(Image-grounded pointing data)
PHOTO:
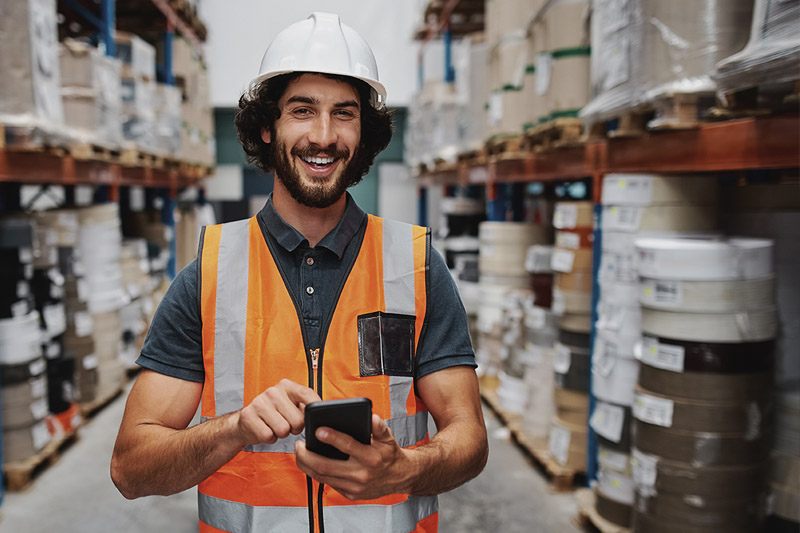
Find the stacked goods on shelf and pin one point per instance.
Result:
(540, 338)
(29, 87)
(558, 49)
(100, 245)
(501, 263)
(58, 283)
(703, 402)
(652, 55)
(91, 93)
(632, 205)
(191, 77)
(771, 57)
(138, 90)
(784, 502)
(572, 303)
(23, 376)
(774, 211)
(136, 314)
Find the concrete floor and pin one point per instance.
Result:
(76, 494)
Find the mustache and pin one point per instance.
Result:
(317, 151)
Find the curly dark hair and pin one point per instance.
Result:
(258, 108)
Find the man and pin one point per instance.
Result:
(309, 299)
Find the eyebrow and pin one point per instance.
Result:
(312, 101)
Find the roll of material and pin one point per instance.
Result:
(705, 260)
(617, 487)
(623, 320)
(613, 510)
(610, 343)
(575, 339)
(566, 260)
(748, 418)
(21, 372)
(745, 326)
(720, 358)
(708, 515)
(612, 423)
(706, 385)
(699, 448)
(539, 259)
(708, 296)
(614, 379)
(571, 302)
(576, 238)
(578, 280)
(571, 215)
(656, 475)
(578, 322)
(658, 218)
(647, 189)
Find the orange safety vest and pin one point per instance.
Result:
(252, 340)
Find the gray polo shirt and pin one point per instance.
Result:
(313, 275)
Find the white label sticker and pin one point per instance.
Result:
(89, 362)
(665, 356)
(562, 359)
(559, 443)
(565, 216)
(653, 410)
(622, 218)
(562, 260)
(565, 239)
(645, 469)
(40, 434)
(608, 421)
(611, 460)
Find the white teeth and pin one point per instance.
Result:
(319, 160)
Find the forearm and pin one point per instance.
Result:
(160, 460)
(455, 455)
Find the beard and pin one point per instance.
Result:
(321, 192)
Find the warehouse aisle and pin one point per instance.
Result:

**What to do:**
Nothing but the lines from the one containing "Find the eyebrow" through the end of the entries belongs in the answer; repeat them exactly.

**Finished task:**
Find the eyebrow and pin one point per instance.
Result:
(312, 101)
Find the roll of material and pin one point per instance.
Result:
(705, 260)
(617, 487)
(623, 320)
(613, 510)
(610, 343)
(575, 339)
(566, 260)
(748, 418)
(21, 372)
(745, 326)
(720, 358)
(708, 515)
(612, 423)
(706, 385)
(699, 448)
(539, 259)
(708, 296)
(614, 379)
(571, 302)
(576, 238)
(578, 280)
(571, 215)
(656, 475)
(578, 322)
(658, 218)
(647, 189)
Find the orange safety vest and pin one point per instance.
Result:
(252, 340)
Find the gray polo shirt and pin one point per instance.
Result:
(313, 275)
Find the white label sticker and pin one point per instance.
Result:
(89, 362)
(665, 356)
(562, 359)
(559, 443)
(565, 216)
(653, 410)
(622, 218)
(562, 260)
(565, 239)
(645, 469)
(40, 434)
(608, 421)
(611, 460)
Find the white teeth and pin one point per instance.
Result:
(319, 160)
Find the forearm and pin one point per instance.
Result:
(160, 460)
(455, 455)
Find the beard and pin one point per instance.
Result:
(321, 192)
Find the warehouse aisle and pin one point per instance.
Result:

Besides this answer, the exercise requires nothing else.